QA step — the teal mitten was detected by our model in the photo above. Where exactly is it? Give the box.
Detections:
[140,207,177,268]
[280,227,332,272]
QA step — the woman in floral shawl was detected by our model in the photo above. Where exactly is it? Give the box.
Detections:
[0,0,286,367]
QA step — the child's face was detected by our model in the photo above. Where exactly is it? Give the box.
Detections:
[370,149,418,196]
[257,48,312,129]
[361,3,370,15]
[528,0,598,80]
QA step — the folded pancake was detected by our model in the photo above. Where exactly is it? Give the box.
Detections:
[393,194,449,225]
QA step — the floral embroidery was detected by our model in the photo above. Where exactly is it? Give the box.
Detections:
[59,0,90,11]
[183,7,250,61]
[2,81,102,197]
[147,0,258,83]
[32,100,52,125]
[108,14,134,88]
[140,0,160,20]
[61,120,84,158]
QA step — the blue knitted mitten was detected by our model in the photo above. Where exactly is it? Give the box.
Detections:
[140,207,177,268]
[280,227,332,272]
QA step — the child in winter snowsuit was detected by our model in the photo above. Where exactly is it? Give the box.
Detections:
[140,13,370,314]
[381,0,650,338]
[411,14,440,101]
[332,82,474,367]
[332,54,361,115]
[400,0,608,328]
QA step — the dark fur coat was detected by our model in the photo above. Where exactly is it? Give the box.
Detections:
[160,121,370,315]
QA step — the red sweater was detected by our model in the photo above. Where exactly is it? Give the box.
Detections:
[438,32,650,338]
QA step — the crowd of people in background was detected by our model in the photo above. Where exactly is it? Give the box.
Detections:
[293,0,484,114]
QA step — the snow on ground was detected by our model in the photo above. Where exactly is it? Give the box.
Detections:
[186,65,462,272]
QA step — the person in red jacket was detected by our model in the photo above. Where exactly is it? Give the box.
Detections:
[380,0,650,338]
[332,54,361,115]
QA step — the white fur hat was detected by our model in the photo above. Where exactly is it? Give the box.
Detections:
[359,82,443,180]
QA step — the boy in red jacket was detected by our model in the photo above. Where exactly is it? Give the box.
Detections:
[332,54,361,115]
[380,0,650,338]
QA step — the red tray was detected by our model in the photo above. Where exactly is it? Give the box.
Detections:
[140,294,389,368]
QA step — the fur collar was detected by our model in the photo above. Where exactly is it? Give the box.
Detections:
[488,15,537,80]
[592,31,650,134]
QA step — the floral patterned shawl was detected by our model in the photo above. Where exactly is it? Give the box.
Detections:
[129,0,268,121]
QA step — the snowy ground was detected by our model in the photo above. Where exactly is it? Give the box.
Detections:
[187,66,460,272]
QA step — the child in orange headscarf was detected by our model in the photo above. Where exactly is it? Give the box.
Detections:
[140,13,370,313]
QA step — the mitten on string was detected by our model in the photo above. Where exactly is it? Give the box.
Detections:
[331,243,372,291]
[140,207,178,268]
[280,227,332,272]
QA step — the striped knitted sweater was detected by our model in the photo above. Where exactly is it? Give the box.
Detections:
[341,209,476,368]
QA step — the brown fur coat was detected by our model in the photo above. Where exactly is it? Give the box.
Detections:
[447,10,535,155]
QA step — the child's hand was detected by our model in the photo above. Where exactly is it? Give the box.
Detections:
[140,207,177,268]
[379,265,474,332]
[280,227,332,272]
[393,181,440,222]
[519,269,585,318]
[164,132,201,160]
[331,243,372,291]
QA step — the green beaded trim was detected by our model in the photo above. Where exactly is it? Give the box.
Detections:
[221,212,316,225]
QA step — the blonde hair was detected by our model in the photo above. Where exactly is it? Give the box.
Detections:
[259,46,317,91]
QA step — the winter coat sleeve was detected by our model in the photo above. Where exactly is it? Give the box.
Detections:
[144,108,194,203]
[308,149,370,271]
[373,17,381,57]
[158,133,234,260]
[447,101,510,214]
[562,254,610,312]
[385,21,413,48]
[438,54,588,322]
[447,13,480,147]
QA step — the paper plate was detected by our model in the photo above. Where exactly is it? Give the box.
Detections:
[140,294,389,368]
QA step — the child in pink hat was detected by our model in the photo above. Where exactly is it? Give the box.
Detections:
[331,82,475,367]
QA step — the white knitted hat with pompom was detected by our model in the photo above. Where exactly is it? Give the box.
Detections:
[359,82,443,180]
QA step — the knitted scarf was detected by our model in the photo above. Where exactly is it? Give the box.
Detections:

○ ○ ○ ○ ○

§ **GIVEN PROBLEM**
Could you swap "Detections" for "Candidates" in the items, starting with the line with "QA step — the red sweater" and going on through the line with "[186,65,462,272]", and return only those lines with nothing else changed?

§ **OUTPUT OF THE TASK**
QA step — the red sweater was detected by our model in the photo above. Where exactly is it? Give the box.
Candidates:
[438,32,650,338]
QA step — the crowd of people in background was detected by our model in the photo above. Where exactly is it? Give the box.
Candidates:
[293,0,484,114]
QA step — the snow on ground was detected by our model in the photo above. Where exactly is it? Give the box.
Candidates:
[186,65,462,272]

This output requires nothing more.